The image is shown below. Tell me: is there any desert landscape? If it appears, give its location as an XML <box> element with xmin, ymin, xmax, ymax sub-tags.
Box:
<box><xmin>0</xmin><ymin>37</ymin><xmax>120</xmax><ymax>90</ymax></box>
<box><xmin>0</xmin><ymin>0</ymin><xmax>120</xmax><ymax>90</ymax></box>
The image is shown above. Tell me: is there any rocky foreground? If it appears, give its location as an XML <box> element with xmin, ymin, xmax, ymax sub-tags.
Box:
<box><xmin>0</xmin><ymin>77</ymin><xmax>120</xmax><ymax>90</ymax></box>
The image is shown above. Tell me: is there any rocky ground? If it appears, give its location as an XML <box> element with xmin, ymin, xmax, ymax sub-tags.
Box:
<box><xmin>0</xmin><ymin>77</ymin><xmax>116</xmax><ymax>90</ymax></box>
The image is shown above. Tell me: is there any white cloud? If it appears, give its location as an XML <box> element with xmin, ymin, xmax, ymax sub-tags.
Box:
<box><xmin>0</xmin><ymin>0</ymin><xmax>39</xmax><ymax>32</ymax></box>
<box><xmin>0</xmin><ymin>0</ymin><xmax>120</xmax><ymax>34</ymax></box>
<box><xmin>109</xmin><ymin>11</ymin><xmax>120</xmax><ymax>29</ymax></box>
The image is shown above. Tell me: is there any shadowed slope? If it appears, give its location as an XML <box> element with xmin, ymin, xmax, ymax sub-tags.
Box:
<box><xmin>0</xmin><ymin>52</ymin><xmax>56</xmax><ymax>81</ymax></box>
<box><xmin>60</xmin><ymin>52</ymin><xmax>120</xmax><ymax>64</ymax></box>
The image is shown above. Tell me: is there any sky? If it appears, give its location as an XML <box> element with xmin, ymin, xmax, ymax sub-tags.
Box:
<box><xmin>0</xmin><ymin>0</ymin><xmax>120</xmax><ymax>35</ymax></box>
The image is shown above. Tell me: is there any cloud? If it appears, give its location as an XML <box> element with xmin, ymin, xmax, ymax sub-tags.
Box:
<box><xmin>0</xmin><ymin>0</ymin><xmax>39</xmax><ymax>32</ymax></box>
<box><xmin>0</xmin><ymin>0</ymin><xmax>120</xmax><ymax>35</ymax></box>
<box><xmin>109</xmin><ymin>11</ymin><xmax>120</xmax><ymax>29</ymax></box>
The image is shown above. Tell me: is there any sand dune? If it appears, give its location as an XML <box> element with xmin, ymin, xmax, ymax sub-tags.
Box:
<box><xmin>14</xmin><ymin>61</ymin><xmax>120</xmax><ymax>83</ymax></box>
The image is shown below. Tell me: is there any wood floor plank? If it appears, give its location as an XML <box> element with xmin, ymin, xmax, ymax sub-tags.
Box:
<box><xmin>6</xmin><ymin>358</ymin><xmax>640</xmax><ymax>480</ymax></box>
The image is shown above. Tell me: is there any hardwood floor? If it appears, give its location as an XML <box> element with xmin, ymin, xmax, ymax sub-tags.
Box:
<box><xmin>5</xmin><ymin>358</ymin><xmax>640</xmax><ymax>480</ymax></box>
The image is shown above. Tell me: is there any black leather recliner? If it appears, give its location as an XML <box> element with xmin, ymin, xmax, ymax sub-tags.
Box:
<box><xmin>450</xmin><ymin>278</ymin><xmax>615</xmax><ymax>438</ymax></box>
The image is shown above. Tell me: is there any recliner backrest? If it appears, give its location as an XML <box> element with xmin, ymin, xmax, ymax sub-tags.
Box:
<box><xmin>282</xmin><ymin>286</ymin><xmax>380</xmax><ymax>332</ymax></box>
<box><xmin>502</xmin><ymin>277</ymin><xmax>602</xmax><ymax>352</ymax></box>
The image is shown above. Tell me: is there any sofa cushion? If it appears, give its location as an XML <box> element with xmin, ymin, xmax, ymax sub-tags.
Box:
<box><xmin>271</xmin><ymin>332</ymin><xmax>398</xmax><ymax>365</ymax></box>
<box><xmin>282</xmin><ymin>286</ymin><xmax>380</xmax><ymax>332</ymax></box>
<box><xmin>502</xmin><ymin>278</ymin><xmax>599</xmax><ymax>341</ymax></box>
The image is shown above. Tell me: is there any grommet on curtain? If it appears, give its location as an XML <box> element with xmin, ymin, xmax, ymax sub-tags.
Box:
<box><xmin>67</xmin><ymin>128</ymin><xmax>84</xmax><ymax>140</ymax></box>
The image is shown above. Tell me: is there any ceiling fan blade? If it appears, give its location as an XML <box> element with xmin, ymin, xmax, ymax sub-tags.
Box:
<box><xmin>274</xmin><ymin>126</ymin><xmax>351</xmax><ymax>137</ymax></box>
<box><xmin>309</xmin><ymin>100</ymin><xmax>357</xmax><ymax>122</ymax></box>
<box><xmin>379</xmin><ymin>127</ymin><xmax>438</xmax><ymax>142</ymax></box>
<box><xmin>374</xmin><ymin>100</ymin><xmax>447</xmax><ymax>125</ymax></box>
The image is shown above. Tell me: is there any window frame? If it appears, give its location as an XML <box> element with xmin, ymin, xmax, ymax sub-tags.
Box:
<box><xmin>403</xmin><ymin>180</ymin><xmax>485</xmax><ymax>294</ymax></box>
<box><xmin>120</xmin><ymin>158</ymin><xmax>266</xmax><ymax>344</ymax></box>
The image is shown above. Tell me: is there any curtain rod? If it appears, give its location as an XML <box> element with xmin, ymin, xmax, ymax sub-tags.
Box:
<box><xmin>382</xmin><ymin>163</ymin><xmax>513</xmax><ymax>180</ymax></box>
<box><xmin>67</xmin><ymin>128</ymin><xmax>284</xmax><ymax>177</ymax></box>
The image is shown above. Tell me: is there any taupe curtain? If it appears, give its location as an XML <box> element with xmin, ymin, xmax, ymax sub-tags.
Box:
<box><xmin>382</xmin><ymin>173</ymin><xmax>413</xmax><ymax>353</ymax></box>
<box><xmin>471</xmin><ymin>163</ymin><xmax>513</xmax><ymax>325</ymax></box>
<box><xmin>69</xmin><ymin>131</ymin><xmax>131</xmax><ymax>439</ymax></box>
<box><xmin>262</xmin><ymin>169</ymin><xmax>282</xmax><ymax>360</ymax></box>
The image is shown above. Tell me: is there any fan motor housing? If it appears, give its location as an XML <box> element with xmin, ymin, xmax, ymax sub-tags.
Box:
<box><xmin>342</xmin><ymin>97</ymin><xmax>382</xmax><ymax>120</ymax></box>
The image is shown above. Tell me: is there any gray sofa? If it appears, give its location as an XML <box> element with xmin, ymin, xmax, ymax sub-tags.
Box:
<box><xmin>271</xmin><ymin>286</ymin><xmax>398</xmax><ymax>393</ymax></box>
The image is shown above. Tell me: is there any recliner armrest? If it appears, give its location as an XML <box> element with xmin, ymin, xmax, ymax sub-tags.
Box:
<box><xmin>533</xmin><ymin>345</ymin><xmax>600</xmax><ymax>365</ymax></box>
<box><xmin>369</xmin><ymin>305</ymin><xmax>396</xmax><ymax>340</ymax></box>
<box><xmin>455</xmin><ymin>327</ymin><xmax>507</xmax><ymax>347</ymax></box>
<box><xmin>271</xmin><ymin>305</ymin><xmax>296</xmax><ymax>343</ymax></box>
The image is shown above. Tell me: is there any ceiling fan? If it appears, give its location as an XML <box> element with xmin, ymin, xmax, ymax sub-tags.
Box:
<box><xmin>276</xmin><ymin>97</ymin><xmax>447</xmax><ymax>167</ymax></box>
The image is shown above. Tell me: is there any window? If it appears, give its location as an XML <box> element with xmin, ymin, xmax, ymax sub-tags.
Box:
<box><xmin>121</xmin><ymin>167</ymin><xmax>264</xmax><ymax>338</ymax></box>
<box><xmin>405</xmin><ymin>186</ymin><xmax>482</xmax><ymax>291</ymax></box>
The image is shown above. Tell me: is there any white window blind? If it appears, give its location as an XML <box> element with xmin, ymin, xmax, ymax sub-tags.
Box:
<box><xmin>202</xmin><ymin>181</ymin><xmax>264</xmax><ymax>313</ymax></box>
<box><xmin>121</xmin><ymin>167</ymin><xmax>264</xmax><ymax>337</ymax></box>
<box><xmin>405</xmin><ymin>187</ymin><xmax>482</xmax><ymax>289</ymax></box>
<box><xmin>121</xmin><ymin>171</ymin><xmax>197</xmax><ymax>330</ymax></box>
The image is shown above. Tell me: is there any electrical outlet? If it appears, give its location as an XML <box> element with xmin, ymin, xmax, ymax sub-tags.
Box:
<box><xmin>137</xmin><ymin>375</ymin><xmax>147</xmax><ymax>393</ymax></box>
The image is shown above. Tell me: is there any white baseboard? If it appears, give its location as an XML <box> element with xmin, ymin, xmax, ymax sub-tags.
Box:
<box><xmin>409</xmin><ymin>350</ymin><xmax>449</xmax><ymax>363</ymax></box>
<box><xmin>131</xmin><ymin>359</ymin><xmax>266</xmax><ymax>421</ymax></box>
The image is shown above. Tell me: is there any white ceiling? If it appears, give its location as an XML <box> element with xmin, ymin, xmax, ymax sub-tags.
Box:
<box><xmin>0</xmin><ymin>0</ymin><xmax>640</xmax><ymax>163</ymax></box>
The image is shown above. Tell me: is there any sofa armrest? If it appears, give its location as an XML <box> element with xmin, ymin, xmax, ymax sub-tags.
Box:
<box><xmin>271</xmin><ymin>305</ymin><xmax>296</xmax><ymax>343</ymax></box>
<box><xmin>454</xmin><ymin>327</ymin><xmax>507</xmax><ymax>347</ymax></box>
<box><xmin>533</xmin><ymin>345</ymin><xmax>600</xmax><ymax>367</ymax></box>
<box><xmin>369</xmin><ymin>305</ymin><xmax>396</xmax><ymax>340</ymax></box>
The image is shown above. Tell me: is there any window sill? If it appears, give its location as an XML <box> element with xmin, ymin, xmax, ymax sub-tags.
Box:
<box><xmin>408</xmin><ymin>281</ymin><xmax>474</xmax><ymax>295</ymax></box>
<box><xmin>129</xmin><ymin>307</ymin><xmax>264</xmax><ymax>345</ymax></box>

★ ★ ★ ★

Starting at the row that contains "any window sill?" and ending with the last row above, carry over every row in full, with 17 subtracted from each box coordinate in the answers.

The image is shown above. Tell me: is there any window sill? If it appears, give its location as an XML <box> element with xmin, ymin, xmax, ymax sub-tags.
Box:
<box><xmin>391</xmin><ymin>264</ymin><xmax>457</xmax><ymax>278</ymax></box>
<box><xmin>112</xmin><ymin>290</ymin><xmax>247</xmax><ymax>328</ymax></box>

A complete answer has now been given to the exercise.